> _WHAT TO WORK ON_: Exact copy required. Repeat the records, but keep the pictures out.

[DATA SECTION Boundary: Start]

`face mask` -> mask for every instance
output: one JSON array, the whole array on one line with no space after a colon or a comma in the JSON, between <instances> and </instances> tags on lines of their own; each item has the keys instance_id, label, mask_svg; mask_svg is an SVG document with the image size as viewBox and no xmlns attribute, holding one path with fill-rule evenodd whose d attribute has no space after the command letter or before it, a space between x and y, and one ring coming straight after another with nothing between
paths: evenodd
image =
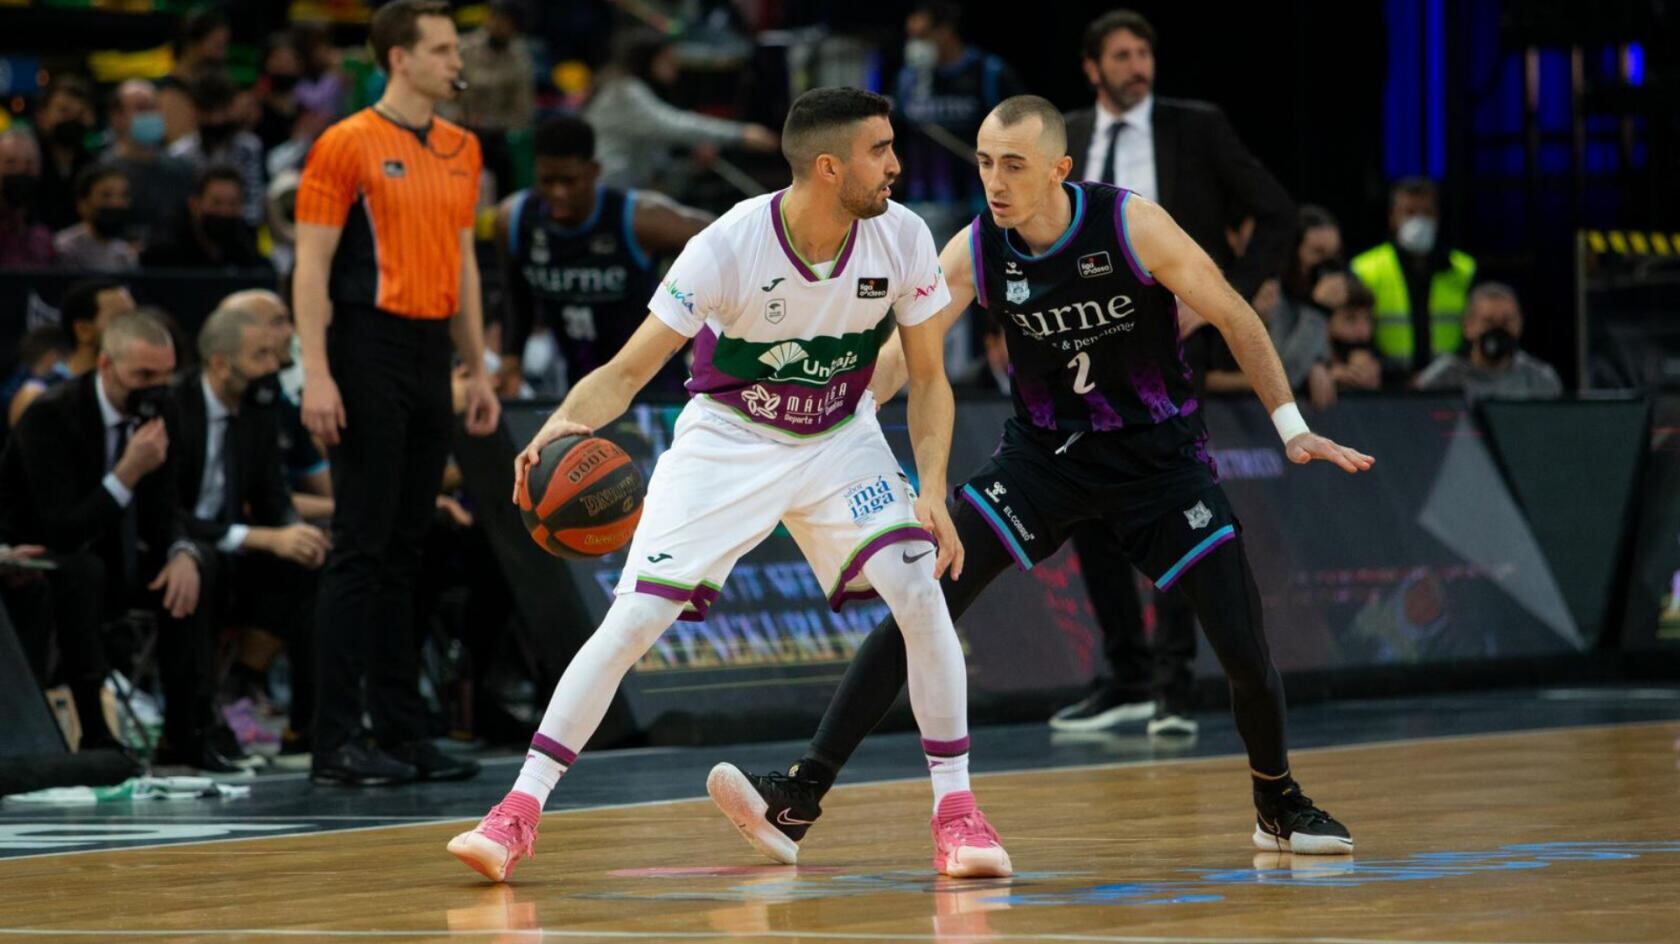
<instances>
[{"instance_id":1,"label":"face mask","mask_svg":"<svg viewBox=\"0 0 1680 944\"><path fill-rule=\"evenodd\" d=\"M1408 216L1400 221L1400 229L1394 234L1394 241L1400 248L1417 255L1425 255L1435 248L1435 218L1432 216Z\"/></svg>"},{"instance_id":2,"label":"face mask","mask_svg":"<svg viewBox=\"0 0 1680 944\"><path fill-rule=\"evenodd\" d=\"M7 174L0 177L0 197L5 198L6 205L12 209L20 209L35 199L35 188L41 178L34 174Z\"/></svg>"},{"instance_id":3,"label":"face mask","mask_svg":"<svg viewBox=\"0 0 1680 944\"><path fill-rule=\"evenodd\" d=\"M141 147L163 143L163 112L143 111L128 122L128 139Z\"/></svg>"},{"instance_id":4,"label":"face mask","mask_svg":"<svg viewBox=\"0 0 1680 944\"><path fill-rule=\"evenodd\" d=\"M1483 357L1498 364L1517 353L1517 336L1511 333L1511 329L1500 325L1483 331L1482 336L1476 339L1476 346L1481 348Z\"/></svg>"},{"instance_id":5,"label":"face mask","mask_svg":"<svg viewBox=\"0 0 1680 944\"><path fill-rule=\"evenodd\" d=\"M241 402L252 409L267 410L280 402L280 375L263 374L252 377L245 385Z\"/></svg>"},{"instance_id":6,"label":"face mask","mask_svg":"<svg viewBox=\"0 0 1680 944\"><path fill-rule=\"evenodd\" d=\"M497 52L506 52L508 46L512 45L512 43L513 41L508 39L506 36L492 36L489 39L488 45L491 49L494 49Z\"/></svg>"},{"instance_id":7,"label":"face mask","mask_svg":"<svg viewBox=\"0 0 1680 944\"><path fill-rule=\"evenodd\" d=\"M93 211L93 231L102 239L116 239L128 231L133 219L128 207L100 207Z\"/></svg>"},{"instance_id":8,"label":"face mask","mask_svg":"<svg viewBox=\"0 0 1680 944\"><path fill-rule=\"evenodd\" d=\"M925 70L939 64L939 47L931 39L908 39L904 41L904 67L906 69Z\"/></svg>"},{"instance_id":9,"label":"face mask","mask_svg":"<svg viewBox=\"0 0 1680 944\"><path fill-rule=\"evenodd\" d=\"M279 95L289 94L297 88L299 78L286 72L272 74L268 77L268 90Z\"/></svg>"},{"instance_id":10,"label":"face mask","mask_svg":"<svg viewBox=\"0 0 1680 944\"><path fill-rule=\"evenodd\" d=\"M62 148L81 150L87 140L88 126L81 121L66 121L52 129L53 143Z\"/></svg>"},{"instance_id":11,"label":"face mask","mask_svg":"<svg viewBox=\"0 0 1680 944\"><path fill-rule=\"evenodd\" d=\"M238 133L239 124L233 121L212 121L198 126L198 139L206 151L220 149Z\"/></svg>"},{"instance_id":12,"label":"face mask","mask_svg":"<svg viewBox=\"0 0 1680 944\"><path fill-rule=\"evenodd\" d=\"M1367 351L1372 355L1376 354L1376 348L1371 346L1370 341L1338 341L1335 338L1330 339L1330 353L1337 361L1345 363L1349 358L1353 357L1354 352L1356 351Z\"/></svg>"},{"instance_id":13,"label":"face mask","mask_svg":"<svg viewBox=\"0 0 1680 944\"><path fill-rule=\"evenodd\" d=\"M139 387L128 392L128 399L123 401L123 412L141 421L156 419L174 402L175 395L168 384Z\"/></svg>"},{"instance_id":14,"label":"face mask","mask_svg":"<svg viewBox=\"0 0 1680 944\"><path fill-rule=\"evenodd\" d=\"M245 221L237 216L206 216L204 236L213 243L240 245L245 242Z\"/></svg>"},{"instance_id":15,"label":"face mask","mask_svg":"<svg viewBox=\"0 0 1680 944\"><path fill-rule=\"evenodd\" d=\"M1347 266L1343 265L1342 260L1340 259L1326 259L1318 265L1313 266L1312 271L1307 273L1307 285L1316 286L1319 282L1323 281L1325 276L1335 275L1344 271L1346 268Z\"/></svg>"}]
</instances>

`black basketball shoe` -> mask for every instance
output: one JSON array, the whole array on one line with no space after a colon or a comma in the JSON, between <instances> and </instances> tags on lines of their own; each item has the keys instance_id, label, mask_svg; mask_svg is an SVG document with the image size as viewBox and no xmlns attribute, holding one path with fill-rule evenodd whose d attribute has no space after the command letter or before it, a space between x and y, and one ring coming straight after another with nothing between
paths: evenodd
<instances>
[{"instance_id":1,"label":"black basketball shoe","mask_svg":"<svg viewBox=\"0 0 1680 944\"><path fill-rule=\"evenodd\" d=\"M1254 791L1258 814L1254 825L1254 846L1267 852L1297 855L1349 855L1353 839L1347 827L1313 805L1291 781L1282 793Z\"/></svg>"},{"instance_id":2,"label":"black basketball shoe","mask_svg":"<svg viewBox=\"0 0 1680 944\"><path fill-rule=\"evenodd\" d=\"M822 785L798 770L751 774L719 764L706 777L706 792L723 815L753 848L785 865L799 861L799 841L822 815Z\"/></svg>"}]
</instances>

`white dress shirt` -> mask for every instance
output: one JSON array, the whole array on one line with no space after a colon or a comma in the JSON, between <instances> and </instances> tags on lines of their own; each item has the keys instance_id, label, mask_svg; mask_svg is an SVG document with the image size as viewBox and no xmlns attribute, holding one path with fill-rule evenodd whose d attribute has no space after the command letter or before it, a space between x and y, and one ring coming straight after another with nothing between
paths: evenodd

[DATA SECTION Boundary: End]

> _PROBLEM SOLUTION_:
`face mask` -> mask for every instance
output: one JSON array, the whole array on one line with no space after a colon or a comma in the JSON, between <instances> and </instances> tags on lines of their own; each item has the keys instance_id, label, mask_svg; mask_svg is an SVG document with the image size as viewBox and no xmlns attribute, holding one path with fill-rule evenodd whose d attribute has no space after the command letter or before it, a space between x and y, and one ring coming straight after another with nothing between
paths: evenodd
image =
<instances>
[{"instance_id":1,"label":"face mask","mask_svg":"<svg viewBox=\"0 0 1680 944\"><path fill-rule=\"evenodd\" d=\"M1408 216L1400 221L1400 229L1394 234L1394 241L1400 248L1417 255L1425 255L1435 248L1435 218L1432 216Z\"/></svg>"},{"instance_id":2,"label":"face mask","mask_svg":"<svg viewBox=\"0 0 1680 944\"><path fill-rule=\"evenodd\" d=\"M7 174L0 177L0 197L5 198L6 205L12 209L20 209L35 199L35 188L41 178L34 174Z\"/></svg>"},{"instance_id":3,"label":"face mask","mask_svg":"<svg viewBox=\"0 0 1680 944\"><path fill-rule=\"evenodd\" d=\"M141 147L163 143L163 112L143 111L128 122L128 139Z\"/></svg>"},{"instance_id":4,"label":"face mask","mask_svg":"<svg viewBox=\"0 0 1680 944\"><path fill-rule=\"evenodd\" d=\"M1483 357L1498 364L1517 353L1517 336L1511 333L1511 329L1500 325L1483 331L1482 336L1476 339L1476 346L1481 348Z\"/></svg>"},{"instance_id":5,"label":"face mask","mask_svg":"<svg viewBox=\"0 0 1680 944\"><path fill-rule=\"evenodd\" d=\"M241 402L252 409L267 410L280 402L280 375L263 374L252 377L245 385Z\"/></svg>"},{"instance_id":6,"label":"face mask","mask_svg":"<svg viewBox=\"0 0 1680 944\"><path fill-rule=\"evenodd\" d=\"M497 52L506 52L508 46L512 45L512 43L513 41L508 39L506 36L492 36L489 39L488 45L491 49L494 49Z\"/></svg>"},{"instance_id":7,"label":"face mask","mask_svg":"<svg viewBox=\"0 0 1680 944\"><path fill-rule=\"evenodd\" d=\"M93 211L93 231L102 239L116 239L128 231L133 219L128 207L100 207Z\"/></svg>"},{"instance_id":8,"label":"face mask","mask_svg":"<svg viewBox=\"0 0 1680 944\"><path fill-rule=\"evenodd\" d=\"M925 70L939 64L939 47L931 39L908 39L904 41L904 67L906 69Z\"/></svg>"},{"instance_id":9,"label":"face mask","mask_svg":"<svg viewBox=\"0 0 1680 944\"><path fill-rule=\"evenodd\" d=\"M279 95L289 94L297 88L299 78L286 72L272 74L268 77L268 90Z\"/></svg>"},{"instance_id":10,"label":"face mask","mask_svg":"<svg viewBox=\"0 0 1680 944\"><path fill-rule=\"evenodd\" d=\"M62 148L81 150L87 140L88 126L81 121L66 121L52 129L53 143Z\"/></svg>"},{"instance_id":11,"label":"face mask","mask_svg":"<svg viewBox=\"0 0 1680 944\"><path fill-rule=\"evenodd\" d=\"M238 133L239 124L233 121L212 121L198 126L198 139L206 151L220 149Z\"/></svg>"},{"instance_id":12,"label":"face mask","mask_svg":"<svg viewBox=\"0 0 1680 944\"><path fill-rule=\"evenodd\" d=\"M1367 351L1372 355L1376 354L1376 348L1371 346L1370 341L1338 341L1335 338L1330 339L1330 353L1337 361L1345 363L1349 358L1353 357L1354 352L1356 351Z\"/></svg>"},{"instance_id":13,"label":"face mask","mask_svg":"<svg viewBox=\"0 0 1680 944\"><path fill-rule=\"evenodd\" d=\"M139 387L128 392L128 399L123 401L123 412L141 421L156 419L174 402L175 395L168 384Z\"/></svg>"},{"instance_id":14,"label":"face mask","mask_svg":"<svg viewBox=\"0 0 1680 944\"><path fill-rule=\"evenodd\" d=\"M245 221L237 216L206 216L204 236L213 243L240 245L245 242Z\"/></svg>"},{"instance_id":15,"label":"face mask","mask_svg":"<svg viewBox=\"0 0 1680 944\"><path fill-rule=\"evenodd\" d=\"M1347 266L1343 265L1342 260L1340 259L1326 259L1318 265L1313 266L1312 271L1307 273L1307 285L1316 286L1319 282L1323 281L1325 276L1335 275L1344 271L1346 268Z\"/></svg>"}]
</instances>

`black basketball shoe` -> mask for every instance
output: one JSON array, the whole array on one line with no space after a colon or a comma in the JSON, between <instances> and </instances> tags on lines of their own; each item has the keys instance_id, label, mask_svg; mask_svg is an SVG document with the image size as viewBox and no xmlns attribute, holding one path with fill-rule evenodd whose d attribute has no space after the command letter or before it, a space between x and y, and one ring coming straight after another with nothing between
paths: evenodd
<instances>
[{"instance_id":1,"label":"black basketball shoe","mask_svg":"<svg viewBox=\"0 0 1680 944\"><path fill-rule=\"evenodd\" d=\"M1254 791L1258 814L1254 825L1254 846L1267 852L1297 855L1349 855L1353 839L1347 827L1313 805L1291 781L1282 793Z\"/></svg>"},{"instance_id":2,"label":"black basketball shoe","mask_svg":"<svg viewBox=\"0 0 1680 944\"><path fill-rule=\"evenodd\" d=\"M822 785L798 770L751 774L719 764L706 777L706 792L723 815L753 848L785 865L799 861L799 841L822 815Z\"/></svg>"}]
</instances>

`white dress shirt` -> mask for every instance
output: one JSON array, the whole array on one line with no space after a colon or a comma in the JSON, between <instances> and </instances> tags on lines of their own; each item has the keys instance_id, label, mask_svg; mask_svg is an SVG document with the image size as viewBox and no xmlns attribute, holding one path with fill-rule evenodd whose d attribute has no space after the command letter or before it, a space between x and y, and one ring coming straight after another with nothing between
paths: evenodd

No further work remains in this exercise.